> **EXERCISE DETAILS**: Should a line below contain the word "blue", report it.
SOURCE MATERIAL section start
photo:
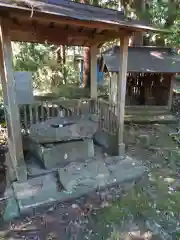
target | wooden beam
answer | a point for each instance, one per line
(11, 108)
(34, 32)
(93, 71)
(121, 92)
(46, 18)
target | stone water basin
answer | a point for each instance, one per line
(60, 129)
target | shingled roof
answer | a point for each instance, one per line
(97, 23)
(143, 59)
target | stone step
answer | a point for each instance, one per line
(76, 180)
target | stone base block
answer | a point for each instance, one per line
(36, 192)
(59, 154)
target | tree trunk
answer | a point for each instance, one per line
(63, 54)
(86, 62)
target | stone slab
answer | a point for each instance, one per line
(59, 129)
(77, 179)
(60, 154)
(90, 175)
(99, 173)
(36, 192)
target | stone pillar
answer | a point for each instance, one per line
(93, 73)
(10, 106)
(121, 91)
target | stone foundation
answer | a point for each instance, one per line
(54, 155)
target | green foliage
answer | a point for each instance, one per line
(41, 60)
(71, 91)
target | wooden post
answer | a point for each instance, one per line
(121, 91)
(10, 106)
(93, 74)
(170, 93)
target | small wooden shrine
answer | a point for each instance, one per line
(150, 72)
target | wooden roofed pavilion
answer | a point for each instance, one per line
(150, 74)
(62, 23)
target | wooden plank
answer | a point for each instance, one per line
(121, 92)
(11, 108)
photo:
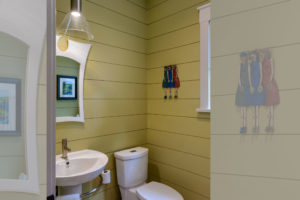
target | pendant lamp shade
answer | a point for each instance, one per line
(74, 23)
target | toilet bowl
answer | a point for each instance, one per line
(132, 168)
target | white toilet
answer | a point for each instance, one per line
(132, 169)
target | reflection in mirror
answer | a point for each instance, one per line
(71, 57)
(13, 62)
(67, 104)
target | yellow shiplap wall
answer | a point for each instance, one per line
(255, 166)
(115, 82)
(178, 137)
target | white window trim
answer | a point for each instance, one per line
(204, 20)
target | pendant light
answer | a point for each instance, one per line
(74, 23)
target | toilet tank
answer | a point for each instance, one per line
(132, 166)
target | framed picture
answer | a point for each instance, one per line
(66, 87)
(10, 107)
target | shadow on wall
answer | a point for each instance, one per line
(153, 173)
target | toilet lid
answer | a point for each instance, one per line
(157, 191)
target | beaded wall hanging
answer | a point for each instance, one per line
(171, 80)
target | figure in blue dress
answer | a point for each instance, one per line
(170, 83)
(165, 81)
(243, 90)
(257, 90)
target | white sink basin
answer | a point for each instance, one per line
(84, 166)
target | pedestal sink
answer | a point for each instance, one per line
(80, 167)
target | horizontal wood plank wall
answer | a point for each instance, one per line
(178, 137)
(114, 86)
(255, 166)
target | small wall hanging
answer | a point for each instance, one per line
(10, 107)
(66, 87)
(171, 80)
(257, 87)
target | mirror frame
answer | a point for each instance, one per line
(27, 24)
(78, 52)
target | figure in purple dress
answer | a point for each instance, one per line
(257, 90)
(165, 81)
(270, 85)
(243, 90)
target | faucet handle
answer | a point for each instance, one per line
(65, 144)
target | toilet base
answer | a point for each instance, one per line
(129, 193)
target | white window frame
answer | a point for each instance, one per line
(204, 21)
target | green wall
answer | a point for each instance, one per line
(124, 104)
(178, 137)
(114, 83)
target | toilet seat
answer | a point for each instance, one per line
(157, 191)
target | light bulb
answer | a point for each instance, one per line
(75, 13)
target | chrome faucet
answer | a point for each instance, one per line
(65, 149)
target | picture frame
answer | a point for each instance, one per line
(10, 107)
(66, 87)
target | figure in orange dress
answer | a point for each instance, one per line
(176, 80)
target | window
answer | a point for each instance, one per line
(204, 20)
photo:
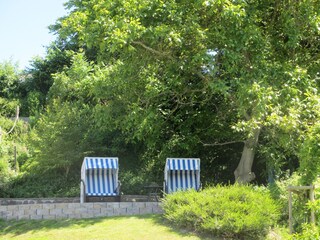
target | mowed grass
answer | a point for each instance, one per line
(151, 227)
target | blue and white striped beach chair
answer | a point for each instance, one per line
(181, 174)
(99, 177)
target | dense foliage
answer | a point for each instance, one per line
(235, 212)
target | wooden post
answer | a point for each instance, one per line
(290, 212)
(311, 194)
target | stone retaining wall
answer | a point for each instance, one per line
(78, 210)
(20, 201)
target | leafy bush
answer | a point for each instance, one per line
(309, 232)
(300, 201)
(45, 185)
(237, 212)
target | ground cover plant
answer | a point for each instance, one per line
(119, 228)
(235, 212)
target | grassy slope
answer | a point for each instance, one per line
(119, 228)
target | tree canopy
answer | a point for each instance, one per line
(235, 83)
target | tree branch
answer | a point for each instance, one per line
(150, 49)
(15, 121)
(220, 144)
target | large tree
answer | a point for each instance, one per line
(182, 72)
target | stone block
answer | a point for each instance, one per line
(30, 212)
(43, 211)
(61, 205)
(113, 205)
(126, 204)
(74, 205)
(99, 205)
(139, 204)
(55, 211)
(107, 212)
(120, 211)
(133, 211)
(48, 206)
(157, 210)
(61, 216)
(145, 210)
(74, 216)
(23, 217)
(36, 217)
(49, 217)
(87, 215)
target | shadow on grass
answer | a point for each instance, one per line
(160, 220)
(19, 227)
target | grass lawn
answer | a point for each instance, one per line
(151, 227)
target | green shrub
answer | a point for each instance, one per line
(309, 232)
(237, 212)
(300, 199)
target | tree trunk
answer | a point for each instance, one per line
SOURCE MATERIAL section end
> **RESULT FOR THIS TASK**:
target | figure in blue dress
target | blue and white striped beach chair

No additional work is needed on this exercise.